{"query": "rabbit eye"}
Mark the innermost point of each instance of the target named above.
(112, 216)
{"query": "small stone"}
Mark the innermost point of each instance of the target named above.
━━━━━━
Try it
The answer consists of every entry, returned exactly.

Answer section
{"query": "rabbit eye"}
Mark the innermost point of each instance of the target named above.
(112, 216)
{"query": "small stone"}
Mark the innermost point of each instance of the target named above.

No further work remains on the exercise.